-- Entries supplied --

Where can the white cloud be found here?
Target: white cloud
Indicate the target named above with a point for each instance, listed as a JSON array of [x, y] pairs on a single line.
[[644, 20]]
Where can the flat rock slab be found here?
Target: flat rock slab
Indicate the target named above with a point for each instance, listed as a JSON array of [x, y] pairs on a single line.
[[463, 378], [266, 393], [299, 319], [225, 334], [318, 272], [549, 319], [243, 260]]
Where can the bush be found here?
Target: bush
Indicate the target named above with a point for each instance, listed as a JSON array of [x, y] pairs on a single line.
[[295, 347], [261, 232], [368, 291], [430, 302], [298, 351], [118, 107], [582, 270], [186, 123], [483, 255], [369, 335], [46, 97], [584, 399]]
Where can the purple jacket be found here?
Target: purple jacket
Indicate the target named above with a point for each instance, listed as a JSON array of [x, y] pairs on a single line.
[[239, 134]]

-- Request --
Render the material, from its start through the line containing "[[644, 20]]", as a two-column CSV headed input and output. Give one row per text-and-answer pair, placing each value in a single quoted field with line breaks converted to spaces.

-- Task output --
input,output
"Where can the white cloud be found here? Target: white cloud Indicate the target named above with a point for each instance, listed as a JSON array of [x, y] pairs on a single line.","[[644, 20]]"